**给定文段:**
* * * *

NOTE: 一直不work的原因是将ca.crt拷贝到了controller 0,而是应该将它拷到machine 0
lxc端用cloud-images.ubuntu.com作default ,这个default不能replace,
# lxc remote list |grep releases
| ubuntu | https://cloud-images.ubuntu.com/releases | simplestreams | none | YES | YES | NO |
root@juju-4e4d8f-test-7:~# lxc remote set-url ubuntu https://quqi.com:443
Error: Remote ubuntu is static and cannot be modified
它只能添加,所以我添加了自己的也干脆将它设置成public类型的
lxc remote add test https://quqi.com:443 --protocol=simplestreams
lxc remote remove test & lxc remote add test https://quqi.com:443 --protocol=simplestreams --public
sudo snap set lxd daemon.debug=true
sudo systemctl reload snap.lxd.daemon
也要machine里设置了LXD_INSECURE_TLS=true(remote error: tls: protocol version not supported), 总之确保了使用test mirror (lxc launch test:16.04 i1)能正常运行。

* * * *

**所供数据:**
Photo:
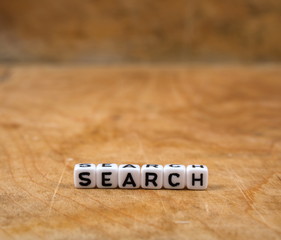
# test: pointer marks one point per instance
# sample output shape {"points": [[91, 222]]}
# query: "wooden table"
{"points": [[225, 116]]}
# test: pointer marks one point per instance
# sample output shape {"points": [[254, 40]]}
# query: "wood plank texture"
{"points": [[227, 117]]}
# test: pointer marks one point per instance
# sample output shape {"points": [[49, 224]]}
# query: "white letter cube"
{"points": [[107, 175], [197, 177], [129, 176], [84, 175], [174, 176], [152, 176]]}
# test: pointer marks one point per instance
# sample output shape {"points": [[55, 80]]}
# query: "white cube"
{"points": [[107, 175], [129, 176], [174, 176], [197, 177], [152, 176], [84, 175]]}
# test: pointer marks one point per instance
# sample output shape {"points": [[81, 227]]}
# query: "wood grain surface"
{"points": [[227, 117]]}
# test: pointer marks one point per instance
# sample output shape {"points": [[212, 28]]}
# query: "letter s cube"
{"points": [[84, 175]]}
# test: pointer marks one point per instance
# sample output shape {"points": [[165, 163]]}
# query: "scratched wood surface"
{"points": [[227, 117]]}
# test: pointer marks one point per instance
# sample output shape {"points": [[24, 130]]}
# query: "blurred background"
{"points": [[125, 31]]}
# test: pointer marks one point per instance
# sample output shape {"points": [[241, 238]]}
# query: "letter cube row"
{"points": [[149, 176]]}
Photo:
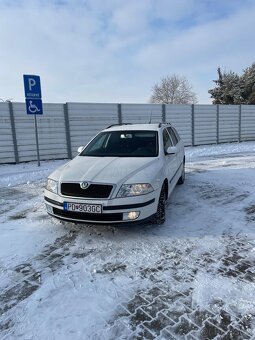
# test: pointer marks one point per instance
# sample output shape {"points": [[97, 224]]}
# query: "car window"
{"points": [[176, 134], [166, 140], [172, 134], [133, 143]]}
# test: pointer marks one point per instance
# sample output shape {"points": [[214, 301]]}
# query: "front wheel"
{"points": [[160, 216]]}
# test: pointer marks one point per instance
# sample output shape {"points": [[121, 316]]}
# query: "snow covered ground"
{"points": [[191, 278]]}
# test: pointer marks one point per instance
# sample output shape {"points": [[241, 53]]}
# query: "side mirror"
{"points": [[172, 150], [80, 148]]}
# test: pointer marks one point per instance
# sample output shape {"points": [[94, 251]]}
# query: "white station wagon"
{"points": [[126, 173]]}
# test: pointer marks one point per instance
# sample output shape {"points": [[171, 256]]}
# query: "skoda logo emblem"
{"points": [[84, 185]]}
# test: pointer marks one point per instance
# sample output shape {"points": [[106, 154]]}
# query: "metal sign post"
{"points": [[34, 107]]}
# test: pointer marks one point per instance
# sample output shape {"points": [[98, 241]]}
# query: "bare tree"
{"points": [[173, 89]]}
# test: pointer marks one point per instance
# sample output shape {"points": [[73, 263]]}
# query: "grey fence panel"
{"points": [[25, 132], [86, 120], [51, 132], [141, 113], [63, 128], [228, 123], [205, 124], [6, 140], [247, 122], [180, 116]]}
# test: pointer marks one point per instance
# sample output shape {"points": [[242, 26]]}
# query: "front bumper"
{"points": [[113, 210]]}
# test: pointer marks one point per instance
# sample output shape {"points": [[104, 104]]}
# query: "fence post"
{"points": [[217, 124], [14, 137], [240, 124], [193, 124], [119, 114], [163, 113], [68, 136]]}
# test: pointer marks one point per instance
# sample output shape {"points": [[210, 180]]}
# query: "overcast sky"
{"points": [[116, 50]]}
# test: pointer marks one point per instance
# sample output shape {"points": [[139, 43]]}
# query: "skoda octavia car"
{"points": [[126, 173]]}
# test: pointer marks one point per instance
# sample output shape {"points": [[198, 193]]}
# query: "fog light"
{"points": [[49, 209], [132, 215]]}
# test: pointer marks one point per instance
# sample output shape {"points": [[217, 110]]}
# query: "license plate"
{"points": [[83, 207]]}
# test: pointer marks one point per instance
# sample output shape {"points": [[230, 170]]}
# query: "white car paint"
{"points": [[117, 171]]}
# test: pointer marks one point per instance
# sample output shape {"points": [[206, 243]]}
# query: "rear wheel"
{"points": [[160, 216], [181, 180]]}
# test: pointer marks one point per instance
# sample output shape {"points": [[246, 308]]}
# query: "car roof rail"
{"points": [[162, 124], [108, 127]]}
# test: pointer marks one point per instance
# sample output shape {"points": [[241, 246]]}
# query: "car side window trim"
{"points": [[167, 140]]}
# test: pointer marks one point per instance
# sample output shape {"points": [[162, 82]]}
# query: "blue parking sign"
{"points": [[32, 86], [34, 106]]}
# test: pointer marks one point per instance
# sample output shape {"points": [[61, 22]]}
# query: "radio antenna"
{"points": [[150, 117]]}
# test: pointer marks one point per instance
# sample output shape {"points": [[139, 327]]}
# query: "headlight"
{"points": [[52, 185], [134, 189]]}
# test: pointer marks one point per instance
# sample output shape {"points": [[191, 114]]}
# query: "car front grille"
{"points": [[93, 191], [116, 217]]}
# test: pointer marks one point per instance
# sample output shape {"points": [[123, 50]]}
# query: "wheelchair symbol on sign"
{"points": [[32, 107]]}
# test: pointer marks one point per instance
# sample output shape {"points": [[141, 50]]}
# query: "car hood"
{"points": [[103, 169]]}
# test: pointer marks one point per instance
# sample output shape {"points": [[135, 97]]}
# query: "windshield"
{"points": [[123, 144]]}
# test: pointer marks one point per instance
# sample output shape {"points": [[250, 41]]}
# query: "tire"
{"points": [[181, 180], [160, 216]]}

* * * *

请返回关于lxc远程镜像设置的文段中从“NOTE: 一直不work的原因是将ca.crt拷贝到了controller 0,而是应该将它拷到machine”起、一直延续到“launch test:16.04 i1)能正常运行。”为止的部分，一字不改。 完成本练习无需用到上述数据。

NOTE: 一直不work的原因是将ca.crt拷贝到了controller 0,而是应该将它拷到machine 0
lxc端用cloud-images.ubuntu.com作default ,这个default不能replace,
# lxc remote list |grep releases
| ubuntu | https://cloud-images.ubuntu.com/releases | simplestreams | none | YES | YES | NO |
root@juju-4e4d8f-test-7:~# lxc remote set-url ubuntu https://quqi.com:443
Error: Remote ubuntu is static and cannot be modified
它只能添加,所以我添加了自己的也干脆将它设置成public类型的
lxc remote add test https://quqi.com:443 --protocol=simplestreams
lxc remote remove test & lxc remote add test https://quqi.com:443 --protocol=simplestreams --public
sudo snap set lxd daemon.debug=true
sudo systemctl reload snap.lxd.daemon
也要machine里设置了LXD_INSECURE_TLS=true(remote error: tls: protocol version not supported), 总之确保了使用test mirror (lxc launch test:16.04 i1)能正常运行。